* **TEXT FOR ANALYSIS**
One of Zaha Hadid's latest designs has been the talk of the internet due to what some people see as a resemblance to female genitalia – but as architecture leaves the straight lines and rigid materials of the past behind, it’s only natural our buildings are going to look, feel and function more like our bodies.

Ever since 30 St Mary Axe was unofficially rechristened 'the Gherkin', it's become a badge of honour for new buildings to acquire nicknames based on the things they remind us of. Now, of course, we have the Shard, the Cheesegrater and the Walkie Talkie - and that's just in London.

What, then, are we to make of one of Zaha Hadid's latest designs, the Al Wakrah stadium in Qatar, which hit the headlines when it was unveiled last week due to its uncanny resemblance (or so many people have thought) to a vagina?

Al Wakrah Stadium from Zaha Hadid Architects on Vimeo.

Perhaps luckily for Hadid, there is already a 'vagina building', in Chicago. But that hasn't stopped the internet tittering and twittering. Unsurprisingly, the story went viral, with comments on Twitter ranging from facetious to complimentary.

(Stored data entries)

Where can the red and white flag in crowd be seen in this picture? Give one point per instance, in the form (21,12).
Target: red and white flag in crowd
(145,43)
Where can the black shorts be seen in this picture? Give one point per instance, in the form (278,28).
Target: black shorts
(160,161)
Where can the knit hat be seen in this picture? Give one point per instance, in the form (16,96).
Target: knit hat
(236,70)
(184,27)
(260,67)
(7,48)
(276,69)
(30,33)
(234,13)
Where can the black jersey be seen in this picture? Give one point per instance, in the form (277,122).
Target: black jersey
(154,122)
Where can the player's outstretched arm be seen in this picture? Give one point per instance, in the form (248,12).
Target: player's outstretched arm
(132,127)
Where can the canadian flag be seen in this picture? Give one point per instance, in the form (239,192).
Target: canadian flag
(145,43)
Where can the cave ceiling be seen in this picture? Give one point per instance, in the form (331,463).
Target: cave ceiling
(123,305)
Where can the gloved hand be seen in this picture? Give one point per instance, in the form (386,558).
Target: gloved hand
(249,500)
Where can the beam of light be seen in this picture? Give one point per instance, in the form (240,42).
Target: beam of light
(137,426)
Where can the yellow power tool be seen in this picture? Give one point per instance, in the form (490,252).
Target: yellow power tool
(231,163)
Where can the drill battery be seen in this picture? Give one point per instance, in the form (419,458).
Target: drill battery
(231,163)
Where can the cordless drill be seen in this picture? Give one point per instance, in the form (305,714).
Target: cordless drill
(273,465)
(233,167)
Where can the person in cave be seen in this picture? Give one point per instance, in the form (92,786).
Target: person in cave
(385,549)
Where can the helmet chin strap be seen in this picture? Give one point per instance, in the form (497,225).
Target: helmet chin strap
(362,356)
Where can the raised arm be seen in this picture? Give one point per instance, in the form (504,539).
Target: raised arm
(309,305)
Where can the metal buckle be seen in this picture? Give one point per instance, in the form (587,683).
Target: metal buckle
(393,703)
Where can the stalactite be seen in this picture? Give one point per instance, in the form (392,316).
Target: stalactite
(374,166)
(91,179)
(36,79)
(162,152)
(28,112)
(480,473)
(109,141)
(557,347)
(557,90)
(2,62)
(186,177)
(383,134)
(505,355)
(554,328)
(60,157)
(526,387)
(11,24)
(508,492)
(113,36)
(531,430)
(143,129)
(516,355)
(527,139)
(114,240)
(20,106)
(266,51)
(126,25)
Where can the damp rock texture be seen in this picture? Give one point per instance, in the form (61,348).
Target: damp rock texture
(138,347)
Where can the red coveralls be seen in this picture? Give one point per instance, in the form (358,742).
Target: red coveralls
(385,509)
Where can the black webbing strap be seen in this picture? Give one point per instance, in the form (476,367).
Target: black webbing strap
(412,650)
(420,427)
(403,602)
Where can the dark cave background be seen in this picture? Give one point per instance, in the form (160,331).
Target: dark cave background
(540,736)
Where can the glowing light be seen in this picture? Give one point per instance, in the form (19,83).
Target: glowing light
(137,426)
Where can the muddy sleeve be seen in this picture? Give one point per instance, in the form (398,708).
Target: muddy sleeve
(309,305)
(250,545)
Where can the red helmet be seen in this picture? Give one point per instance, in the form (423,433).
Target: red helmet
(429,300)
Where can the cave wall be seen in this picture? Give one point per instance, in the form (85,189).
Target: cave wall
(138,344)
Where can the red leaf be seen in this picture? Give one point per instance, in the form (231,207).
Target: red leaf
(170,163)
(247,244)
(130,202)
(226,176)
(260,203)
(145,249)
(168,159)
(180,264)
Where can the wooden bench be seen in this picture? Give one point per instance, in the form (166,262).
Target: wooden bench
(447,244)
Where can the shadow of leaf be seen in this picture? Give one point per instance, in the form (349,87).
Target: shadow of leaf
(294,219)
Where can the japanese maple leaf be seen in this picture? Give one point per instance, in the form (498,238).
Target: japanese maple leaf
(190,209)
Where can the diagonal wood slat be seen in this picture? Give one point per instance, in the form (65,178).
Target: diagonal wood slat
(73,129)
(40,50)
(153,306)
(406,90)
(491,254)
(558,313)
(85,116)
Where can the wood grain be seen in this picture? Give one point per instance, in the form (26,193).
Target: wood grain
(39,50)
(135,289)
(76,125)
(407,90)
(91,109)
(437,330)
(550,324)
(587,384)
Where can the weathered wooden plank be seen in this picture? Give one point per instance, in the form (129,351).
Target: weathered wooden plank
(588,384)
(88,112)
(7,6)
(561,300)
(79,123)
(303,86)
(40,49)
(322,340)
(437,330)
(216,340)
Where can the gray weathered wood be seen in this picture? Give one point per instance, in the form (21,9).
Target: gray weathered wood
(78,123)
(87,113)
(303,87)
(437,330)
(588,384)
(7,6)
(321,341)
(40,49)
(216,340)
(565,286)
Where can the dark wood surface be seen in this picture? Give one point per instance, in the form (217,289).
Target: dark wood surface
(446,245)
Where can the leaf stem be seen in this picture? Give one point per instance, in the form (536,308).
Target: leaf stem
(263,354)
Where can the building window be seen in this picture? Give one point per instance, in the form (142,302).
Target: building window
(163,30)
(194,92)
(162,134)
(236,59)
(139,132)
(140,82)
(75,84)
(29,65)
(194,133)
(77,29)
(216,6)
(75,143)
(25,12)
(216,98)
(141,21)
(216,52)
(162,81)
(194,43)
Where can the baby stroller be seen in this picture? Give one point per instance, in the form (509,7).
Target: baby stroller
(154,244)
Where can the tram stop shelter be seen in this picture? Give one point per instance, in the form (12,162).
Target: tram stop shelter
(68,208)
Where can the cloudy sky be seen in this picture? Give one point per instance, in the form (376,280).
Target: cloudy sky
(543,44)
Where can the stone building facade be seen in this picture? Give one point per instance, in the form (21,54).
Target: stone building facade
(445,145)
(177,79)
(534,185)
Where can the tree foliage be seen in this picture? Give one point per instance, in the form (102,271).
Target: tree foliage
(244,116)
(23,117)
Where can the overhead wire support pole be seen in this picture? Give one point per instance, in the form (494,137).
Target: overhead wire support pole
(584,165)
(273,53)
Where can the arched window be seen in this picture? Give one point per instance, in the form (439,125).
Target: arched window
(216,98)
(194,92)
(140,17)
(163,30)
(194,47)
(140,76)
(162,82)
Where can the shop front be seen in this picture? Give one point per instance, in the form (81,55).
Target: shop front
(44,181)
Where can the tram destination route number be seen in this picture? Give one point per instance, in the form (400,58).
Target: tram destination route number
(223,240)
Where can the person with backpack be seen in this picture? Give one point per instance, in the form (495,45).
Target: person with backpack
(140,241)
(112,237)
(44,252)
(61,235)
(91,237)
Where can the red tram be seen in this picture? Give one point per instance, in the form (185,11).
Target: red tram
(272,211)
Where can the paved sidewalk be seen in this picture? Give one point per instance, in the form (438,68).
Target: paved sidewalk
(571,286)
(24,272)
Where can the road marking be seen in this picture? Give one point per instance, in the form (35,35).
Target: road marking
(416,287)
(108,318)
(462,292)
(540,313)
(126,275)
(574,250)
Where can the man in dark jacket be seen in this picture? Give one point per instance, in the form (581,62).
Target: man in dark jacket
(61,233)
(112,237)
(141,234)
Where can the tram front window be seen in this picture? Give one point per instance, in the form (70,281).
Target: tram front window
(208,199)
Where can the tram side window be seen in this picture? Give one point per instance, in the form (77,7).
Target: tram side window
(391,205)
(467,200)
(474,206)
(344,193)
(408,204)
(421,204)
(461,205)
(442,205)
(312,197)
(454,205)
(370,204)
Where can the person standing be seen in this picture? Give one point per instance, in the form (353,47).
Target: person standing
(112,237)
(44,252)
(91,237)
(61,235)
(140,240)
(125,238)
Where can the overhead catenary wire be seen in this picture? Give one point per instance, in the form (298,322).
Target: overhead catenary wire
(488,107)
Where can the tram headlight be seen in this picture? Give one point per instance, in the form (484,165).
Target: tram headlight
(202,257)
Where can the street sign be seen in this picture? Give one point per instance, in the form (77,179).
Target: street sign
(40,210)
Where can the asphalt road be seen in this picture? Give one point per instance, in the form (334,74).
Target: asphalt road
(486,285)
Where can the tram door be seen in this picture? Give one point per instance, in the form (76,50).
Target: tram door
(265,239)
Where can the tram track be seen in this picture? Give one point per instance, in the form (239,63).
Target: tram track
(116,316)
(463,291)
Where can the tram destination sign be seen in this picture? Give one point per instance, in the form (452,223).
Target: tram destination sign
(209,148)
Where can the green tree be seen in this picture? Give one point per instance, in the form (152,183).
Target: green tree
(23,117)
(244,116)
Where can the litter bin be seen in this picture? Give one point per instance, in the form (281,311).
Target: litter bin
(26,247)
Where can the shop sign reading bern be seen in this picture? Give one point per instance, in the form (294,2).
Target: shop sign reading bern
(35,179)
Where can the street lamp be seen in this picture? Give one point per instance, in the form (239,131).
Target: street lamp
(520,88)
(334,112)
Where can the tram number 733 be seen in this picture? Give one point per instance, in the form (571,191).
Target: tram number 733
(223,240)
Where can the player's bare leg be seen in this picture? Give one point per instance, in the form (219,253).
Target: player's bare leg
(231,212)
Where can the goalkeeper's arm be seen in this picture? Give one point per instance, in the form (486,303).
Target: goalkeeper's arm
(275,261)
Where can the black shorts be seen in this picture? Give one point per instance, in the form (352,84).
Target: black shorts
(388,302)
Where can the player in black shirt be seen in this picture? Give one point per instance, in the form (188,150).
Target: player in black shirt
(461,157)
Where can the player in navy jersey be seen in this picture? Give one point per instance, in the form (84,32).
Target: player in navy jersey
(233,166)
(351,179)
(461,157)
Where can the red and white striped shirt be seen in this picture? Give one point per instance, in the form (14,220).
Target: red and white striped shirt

* **WORK INSTRUCTION 1**
Answer these from the article about the Al Wakrah stadium:
(a) Which building was unofficially rechristened "the Gherkin"?
(b) In which country is the Al Wakrah stadium?
(c) In which city is there already a "vagina building"?
* **WORK INSTRUCTION 2**
Extract everything from "Ever since 30" down to "facetious to complimentary." in the article about the Al Wakrah stadium.
* **WORK INSTRUCTION 3**
Continue the article about the Al Wakrah stadium from the point where it stops.
The records play no part in the work that follows and can be set aside.

* **TASK OUTPUT 1**
(a) 30 St Mary Axe
(b) Qatar
(c) Chicago

* **TASK OUTPUT 2**
Ever since 30 St Mary Axe was unofficially rechristened 'the Gherkin', it's become a badge of honour for new buildings to acquire nicknames based on the things they remind us of. Now, of course, we have the Shard, the Cheesegrater and the Walkie Talkie - and that's just in London.

What, then, are we to make of one of Zaha Hadid's latest designs, the Al Wakrah stadium in Qatar, which hit the headlines when it was unveiled last week due to its uncanny resemblance (or so many people have thought) to a vagina?

Al Wakrah Stadium from Zaha Hadid Architects on Vimeo.

Perhaps luckily for Hadid, there is already a 'vagina building', in Chicago. But that hasn't stopped the internet tittering and twittering. Unsurprisingly, the story went viral, with comments on Twitter ranging from facetious to complimentary.

* **TASK OUTPUT 3**
One website also helpfully put together a list of six buildings that look like vaginas (thanks for that).

Where some people inevitably see an embarrassing lack of foresight on the part of those who designed the building (Hadid is adamant that any resemblance to female genitalia is purely coincidental), others see the stadium's likeness to female private parts in a positive light: a feminist riposte to the preponderance of penis-shaped buildings that dominate the skylines of our cities like some giant game of 'mine's bigger than yours'.

Indeed, Hadid herself has questioned whether the whole hoo-ha would have happened at all had this building been designed by a man (in fact it was designed by Hadid herself alongside Patrik Schumacher).


Picture: Zaha Hadid Architects

Writing in the guardian, Holly Baxter opined that there is 'something quite pleasing about a building shaped like a fanny'. She continued: 'The Qatari stadium's resemblance to a woman's private parts may be unintentional, but I for one applaud it. Perhaps the bigwigs who will be running the stadium should embrace this so-called faux pas and rebrand it as a deliberate nod towards the increasingly liberal Qatari policies concerning women in sport.'


Picture: Zaha Hadid Architects

So what's all the fuss? Well, although Qatar may be one of the more liberal of the Gulf States, its attitude to female nudity and therefore representations (however accidental) of female genitalia in architecture are likely to be rather more prudish than they may be in, say, Sweden.

There's also the fact that the resemblance of the stadium to the female genitalia is wholly unintentional; instead, the shape of the building was actually based (rather predictably, you might say) on the design of a traditional Qatari dhow boat.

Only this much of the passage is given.